Page extract:
—————

[CRIU] overmount confusion

Wed Apr 1 10:50:25 PDT 2015

Hi Pavel,

On Wed, Apr 01, 2015 at 06:00:33PM +0300, Pavel Emelyanov wrote:
> 
> >>>>> I patched it to have a to allow overmounts (i.e. skip this warning if
> >>>>> a flag is passed), but then it fails to open mount 122 with:
> >>>>>
> >>>>> (00.139107) Error (mount.c:762): The file system 0x29 (0x2a) tmpfs ./sys/fs/cgroup is inaccessible
> >>>>>
> >>>>> so it seems that the current overmount detection code is not
> >>>>> aggressive enough, since it only checks the sibling mounts instead of
> >>>>> the whole mount tree.
> >>>>
> >>>> I think the code is correct. We seek for overmounts on m's parent only
> >>>> because it m is overmounted by something higher, then the m's parent
> >>>> will be overmounted too and CRIU will detect this when checking m's
> >>>> parent itself.
> >>>
> >>> But shouldn't it detect the /sys/fs/cgroup case above?
> >>
> >> Well, I believe it is. You get the "is overmounted" message on unmodified
> >> CRIU sources, don't you?
> > 
> > Only for /sys/fs/cgroup/cgmanager (and I set a flag there to avoid
> > trying to do any work when dumping it later). For this one it doesn't
> > detect that it is overmounted, so that flag isn't set and my code
> > doesn't mount it.
> 
> Hm... The 22:/sys/fs/cgroup is not overmounted according to mountinfo.
> The directory itself has another mount on top of it (128'th one), but
> it doesn't count as overmount.

Oh, ok. I thought these were the same thing. Doesn't it at least have
the same problem (i.e. the underlying mount being inaccessable) and
potential set of solutions?

—————

Work to complete:
1. Return the full CRIU overmount thread above with nothing changed.
2. Retype the records below, starting with the line that contains "[locate] suit sleeve" and going on through the last line of the records, including both ends and keeping every character unchanged.

Coordinate labeling records
—————

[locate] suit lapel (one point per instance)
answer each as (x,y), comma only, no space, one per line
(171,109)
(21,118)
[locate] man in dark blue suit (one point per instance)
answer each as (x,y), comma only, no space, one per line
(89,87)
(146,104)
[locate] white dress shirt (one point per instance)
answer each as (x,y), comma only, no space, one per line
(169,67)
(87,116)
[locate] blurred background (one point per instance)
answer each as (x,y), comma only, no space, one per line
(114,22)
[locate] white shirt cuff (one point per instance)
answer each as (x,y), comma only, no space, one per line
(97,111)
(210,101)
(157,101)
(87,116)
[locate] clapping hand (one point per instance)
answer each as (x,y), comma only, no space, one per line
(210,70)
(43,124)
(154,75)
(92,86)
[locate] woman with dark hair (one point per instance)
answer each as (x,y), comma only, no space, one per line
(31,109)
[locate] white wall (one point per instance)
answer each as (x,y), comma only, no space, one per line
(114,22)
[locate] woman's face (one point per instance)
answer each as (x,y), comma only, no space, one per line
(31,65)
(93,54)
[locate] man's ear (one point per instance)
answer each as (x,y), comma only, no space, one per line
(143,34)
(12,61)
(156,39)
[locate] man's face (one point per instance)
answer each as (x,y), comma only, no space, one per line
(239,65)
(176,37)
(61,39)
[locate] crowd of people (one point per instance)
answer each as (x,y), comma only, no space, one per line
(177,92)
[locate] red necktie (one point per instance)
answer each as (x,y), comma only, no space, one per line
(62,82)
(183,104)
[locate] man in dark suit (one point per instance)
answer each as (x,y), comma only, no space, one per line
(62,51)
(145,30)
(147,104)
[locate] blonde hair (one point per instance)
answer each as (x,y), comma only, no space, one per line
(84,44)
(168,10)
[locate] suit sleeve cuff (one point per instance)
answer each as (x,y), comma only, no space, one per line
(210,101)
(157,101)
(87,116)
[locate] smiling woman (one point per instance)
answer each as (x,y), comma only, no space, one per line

—————

The results:
1.
[CRIU] overmount confusion

Wed Apr 1 10:50:25 PDT 2015

Hi Pavel,

On Wed, Apr 01, 2015 at 06:00:33PM +0300, Pavel Emelyanov wrote:
> 
> >>>>> I patched it to have a to allow overmounts (i.e. skip this warning if
> >>>>> a flag is passed), but then it fails to open mount 122 with:
> >>>>>
> >>>>> (00.139107) Error (mount.c:762): The file system 0x29 (0x2a) tmpfs ./sys/fs/cgroup is inaccessible
> >>>>>
> >>>>> so it seems that the current overmount detection code is not
> >>>>> aggressive enough, since it only checks the sibling mounts instead of
> >>>>> the whole mount tree.
> >>>>
> >>>> I think the code is correct. We seek for overmounts on m's parent only
> >>>> because it m is overmounted by something higher, then the m's parent
> >>>> will be overmounted too and CRIU will detect this when checking m's
> >>>> parent itself.
> >>>
> >>> But shouldn't it detect the /sys/fs/cgroup case above?
> >>
> >> Well, I believe it is. You get the "is overmounted" message on unmodified
> >> CRIU sources, don't you?
> > 
> > Only for /sys/fs/cgroup/cgmanager (and I set a flag there to avoid
> > trying to do any work when dumping it later). For this one it doesn't
> > detect that it is overmounted, so that flag isn't set and my code
> > doesn't mount it.
> 
> Hm... The 22:/sys/fs/cgroup is not overmounted according to mountinfo.
> The directory itself has another mount on top of it (128'th one), but
> it doesn't count as overmount.

Oh, ok. I thought these were the same thing. Doesn't it at least have
the same problem (i.e. the underlying mount being inaccessable) and
potential set of solutions?

2.
[locate] suit sleeve cuff (one point per instance)
answer each as (x,y), comma only, no space, one per line
(210,101)
(157,101)
(87,116)
[locate] smiling woman (one point per instance)
answer each as (x,y), comma only, no space, one per line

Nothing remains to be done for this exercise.